WHAT YOU NEED TO DO
Repeat every row below word for word, leaving out the pictures.

DATASET RECORDS
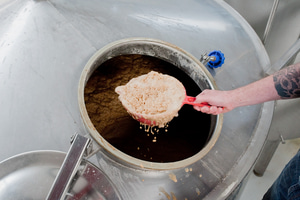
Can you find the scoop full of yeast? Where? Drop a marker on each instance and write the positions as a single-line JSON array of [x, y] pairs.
[[153, 99]]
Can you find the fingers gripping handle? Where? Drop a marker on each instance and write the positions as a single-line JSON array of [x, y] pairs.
[[191, 101]]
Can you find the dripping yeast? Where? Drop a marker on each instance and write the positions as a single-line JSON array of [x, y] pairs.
[[153, 99]]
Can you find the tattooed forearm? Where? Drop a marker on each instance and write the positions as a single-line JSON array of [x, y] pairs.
[[287, 81]]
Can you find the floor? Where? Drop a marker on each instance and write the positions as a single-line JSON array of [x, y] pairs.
[[257, 186], [284, 32]]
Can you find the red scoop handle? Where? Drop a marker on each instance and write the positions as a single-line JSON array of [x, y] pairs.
[[191, 101]]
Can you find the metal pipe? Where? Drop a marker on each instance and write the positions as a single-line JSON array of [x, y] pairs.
[[270, 21]]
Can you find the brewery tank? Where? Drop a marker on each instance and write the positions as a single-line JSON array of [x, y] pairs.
[[51, 42]]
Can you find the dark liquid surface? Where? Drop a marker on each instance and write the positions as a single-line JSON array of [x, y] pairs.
[[186, 134]]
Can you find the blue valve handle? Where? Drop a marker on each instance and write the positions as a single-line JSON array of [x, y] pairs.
[[219, 61]]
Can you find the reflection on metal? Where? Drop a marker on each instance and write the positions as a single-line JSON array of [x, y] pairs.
[[43, 57], [69, 168]]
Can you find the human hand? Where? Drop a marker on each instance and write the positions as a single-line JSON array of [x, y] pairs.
[[219, 101]]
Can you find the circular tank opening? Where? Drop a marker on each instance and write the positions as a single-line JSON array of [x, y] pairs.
[[188, 138], [186, 134]]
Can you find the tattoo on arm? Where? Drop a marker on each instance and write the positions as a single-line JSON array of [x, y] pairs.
[[287, 81]]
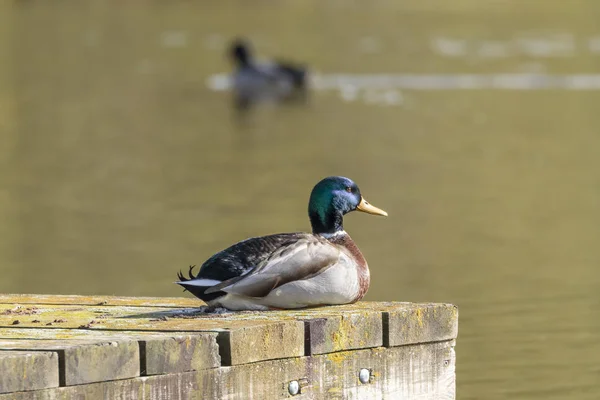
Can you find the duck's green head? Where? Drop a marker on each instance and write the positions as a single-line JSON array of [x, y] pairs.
[[333, 197]]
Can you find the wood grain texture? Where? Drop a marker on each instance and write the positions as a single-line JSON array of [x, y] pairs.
[[128, 348]]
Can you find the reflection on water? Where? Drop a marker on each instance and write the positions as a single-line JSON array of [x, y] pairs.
[[120, 166]]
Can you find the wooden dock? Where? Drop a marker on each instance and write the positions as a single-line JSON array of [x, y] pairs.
[[78, 347]]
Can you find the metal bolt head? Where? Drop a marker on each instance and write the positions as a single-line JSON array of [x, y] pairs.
[[364, 376], [294, 388]]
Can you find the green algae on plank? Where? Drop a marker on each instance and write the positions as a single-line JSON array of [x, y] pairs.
[[100, 300], [22, 370], [86, 361]]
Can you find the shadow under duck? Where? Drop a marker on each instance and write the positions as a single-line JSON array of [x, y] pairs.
[[254, 81], [292, 270]]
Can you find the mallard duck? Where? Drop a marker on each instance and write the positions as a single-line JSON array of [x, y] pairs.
[[292, 270], [253, 81]]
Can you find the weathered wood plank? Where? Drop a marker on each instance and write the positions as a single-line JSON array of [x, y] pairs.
[[160, 352], [352, 330], [85, 361], [264, 342], [41, 299], [419, 372], [422, 324], [167, 355], [21, 370]]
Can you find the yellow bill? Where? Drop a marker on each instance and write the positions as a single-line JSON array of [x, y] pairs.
[[364, 206]]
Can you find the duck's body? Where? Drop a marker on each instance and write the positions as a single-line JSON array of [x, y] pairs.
[[291, 270], [274, 81]]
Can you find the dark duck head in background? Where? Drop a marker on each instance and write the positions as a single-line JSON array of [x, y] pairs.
[[266, 81], [292, 270]]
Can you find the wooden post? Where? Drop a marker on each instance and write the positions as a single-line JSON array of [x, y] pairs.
[[153, 348]]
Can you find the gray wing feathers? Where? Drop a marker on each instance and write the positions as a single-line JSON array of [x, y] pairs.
[[301, 260]]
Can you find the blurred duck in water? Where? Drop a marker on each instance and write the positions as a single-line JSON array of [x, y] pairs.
[[264, 81]]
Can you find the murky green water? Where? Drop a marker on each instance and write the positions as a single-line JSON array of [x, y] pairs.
[[119, 165]]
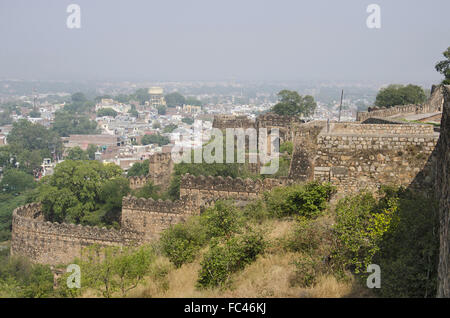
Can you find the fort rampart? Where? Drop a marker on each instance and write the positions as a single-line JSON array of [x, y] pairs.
[[364, 156], [443, 190], [58, 243], [433, 104]]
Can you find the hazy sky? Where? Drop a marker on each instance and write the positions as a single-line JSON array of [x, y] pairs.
[[223, 39]]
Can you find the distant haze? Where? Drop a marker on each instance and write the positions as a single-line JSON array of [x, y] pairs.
[[226, 39]]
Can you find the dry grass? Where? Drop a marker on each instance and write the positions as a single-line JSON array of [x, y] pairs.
[[269, 276]]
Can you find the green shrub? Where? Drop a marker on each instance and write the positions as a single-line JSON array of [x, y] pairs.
[[359, 228], [409, 251], [226, 258], [308, 236], [287, 147], [399, 233], [21, 278], [255, 211], [181, 242], [305, 200], [222, 220]]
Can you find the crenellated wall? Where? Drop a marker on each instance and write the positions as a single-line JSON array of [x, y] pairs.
[[232, 121], [357, 156], [58, 243], [141, 221], [201, 188], [150, 217], [443, 190], [137, 182], [433, 104]]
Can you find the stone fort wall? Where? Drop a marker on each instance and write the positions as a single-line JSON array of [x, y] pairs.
[[433, 104], [357, 156], [141, 221], [203, 189], [58, 243], [443, 189]]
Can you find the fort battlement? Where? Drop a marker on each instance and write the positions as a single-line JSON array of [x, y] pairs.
[[377, 129], [232, 121], [160, 158], [137, 181], [227, 187], [443, 193], [59, 243], [275, 120], [354, 156], [433, 104], [150, 217]]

TASK OUTPUT
Can you find the scoop full of yeast? Where? Drop a marker on each instance and write the positions as a single-line JSON array of [x, y] pairs.
[[153, 99]]
Can you find the fingers gripping handle? Where? Drop a marker on each instance and write the positions as a single-line JSON array of [x, y] pairs.
[[191, 101]]
Can you find the dripping yeast? Where? Drop a marker on each instance and write the positions as a single-line JSON array of [x, y] pairs.
[[153, 99]]
Can you find the tattooed forearm? Where? Drop a marker on each instance and write the positions as a single-line JSON array of [x, y] pairs.
[[287, 81]]
Can you find the floor? Where? Drop a marker on each instance and write the positions as a single-line JSON array of [x, y] pairs.
[[257, 186], [284, 32]]
Can you find the red scoop handle? Where? Drop a marker on each instance and write the positions as a single-line JSON array of [x, y] pairs.
[[191, 101]]
Can you find the metal pipe? Where? Drop a marker on each instance and write the positions as a single-line JSON array of [x, y] pairs.
[[270, 21]]
Can you find the brewery tank? Where? Drop a marker on each instance and write the positions as a single-line JSON array of [x, y] pairs.
[[51, 42]]
Can you find the dark liquid surface? Where? Drop a marker on each instance and write the positions as a single-line JSON array of [x, y] pairs.
[[186, 134]]
Can you find the blue valve handle? Where? Drop a marker on each instance and write the positions as a single-line JSON array of [x, y] pairs.
[[219, 61]]
Can you find the reflection on metal? Where? Drop a marker on each instance and write the positions as a single-line JSON array of [x, y] pairs.
[[43, 57], [69, 168]]
Can you find the human hand? Where? Drop a marker on each instance and write the positions as a single-line JSON array of [x, y] pairs.
[[219, 101]]
Can you find the circular tank opening? Where? Drop a marker on each instance and write the positions as a single-line JSON array of [x, y] pairs.
[[188, 138], [186, 134]]
Can you find the tattoo on arm? Where? Drop a marker on each instance and write the positions as a single-line JSON array of [x, y] pairs.
[[287, 81]]
Can you find the duck's green head? Where? Drop a marker on each instance and write the positions as a single-line JSON array of [x, y] pairs.
[[333, 197]]
Can you find the wood grain texture? Where? Drop a marker on each instance and write the positions as a single-line JSON array of [x, y] pairs.
[[128, 348]]
Can you find the reflection on water? Where? Drop a marker on each instance and write the positions as a single-line JSON array of [x, y] pairs.
[[120, 166]]
Can you find the wooden dock? Where? Drop a marker on each instance and write the positions as a single-line JSON array of [x, y] pairs.
[[78, 347]]
Can you find the metal bolt head? Where? Drop a marker on each instance and write the positions as a single-line JSON array of [x, y] pairs.
[[364, 376], [294, 388]]
Can you find the green algae on plank? Where? Drop a marker on each instance and write the positions as a single-line JSON array of [x, y] pairs.
[[100, 300], [22, 370], [86, 361]]
Can you find the shadow under duck? Where? Drop a marker on each instance and write the positions as a single-line JSON array of [x, y] pairs.
[[254, 81], [292, 270]]
Can you find the mallard duck? Where? Drop a marker on each instance and write the positions as a single-line JSON array of [x, y] pairs.
[[292, 270], [253, 81]]
Can you find the weathered wood plank? Where? Drop a marker on each instance and write the positions as a single-line JSON array of [x, y] pairs.
[[160, 352], [352, 330], [85, 361], [264, 342], [41, 299], [419, 372], [422, 324], [167, 355], [21, 370]]
Can you find the yellow bill? Where? Drop a marker on each instance and write the positions as a single-line JSON array of [x, y] pairs.
[[364, 206]]
Can you find the duck's body? Where? Drop a marker on each instance and write the positions as a single-line JSON array of [x, y] pairs.
[[291, 270], [274, 81]]
Can you find the dark duck head in background? Where? Drop a marker on each instance and write the positions as a single-line JSON array of [x, y] pairs.
[[266, 81], [292, 270]]
Can you find the wooden post? Where? Drop a marker on each instance and write the positions as a single-line JSON array of [x, y] pairs.
[[153, 348]]
Can you find the gray wing feathers? Where? Drop a marker on each instance and write the positions as a single-line JSON array of [x, y] pairs.
[[301, 260]]
Can you find the blurred duck in water? Where? Drop a marker on each instance and write the positions as a single-line JSON array of [x, y] pairs.
[[264, 81]]
Can you find the murky green water? Where? Drop a marker on each instance and write the positions as a single-line JSON array of [x, y] pairs.
[[119, 165]]
Can you find the fort rampart? Where? Drop a marker on each instance and write the positions as a single-line JSON array of [x, y] pairs.
[[364, 156], [443, 190], [58, 243], [433, 104]]
Can you find the hazy sky? Where? Drop a marker on each instance and write the positions as a single-line JSON array of [x, y] pairs.
[[223, 39]]
Can you find the distant haze? Where? Drop a marker on each instance and write the positions as a single-line JSON array of [x, y] pairs.
[[226, 39]]
Can you find the dry grass? Where? Drop a marker on each instance and write the positions as a single-line JSON array of [x, y] pairs.
[[269, 276]]
Can you find the green shrub? Where? Drop a marker on each instance and write the positions as a single-line JSON array of [x, y] pairs.
[[359, 228], [409, 251], [226, 258], [308, 236], [287, 147], [399, 233], [21, 278], [255, 211], [181, 242], [305, 200], [222, 220]]
Can you find the crenellated wall? Where? Drop a marker on each instance and write the positions as a single-line JSON array of [x, y] pairs.
[[232, 121], [357, 156], [58, 243], [141, 221], [201, 188], [150, 217], [443, 190], [137, 182], [433, 104]]
Can you find the stone fort wall? Where? Drop a marker on each instance and write the positions as a single-line JSON array of [x, y] pairs.
[[433, 104], [357, 156], [141, 221], [203, 189], [58, 243], [443, 189]]
Can you find the fort battlement? Where? Drop a marker on each instance and write the positions as a single-line JSON array of [x, y] pairs.
[[377, 129], [232, 121], [160, 158], [137, 181], [227, 187], [443, 193], [59, 243], [275, 120], [354, 156], [433, 104], [150, 217]]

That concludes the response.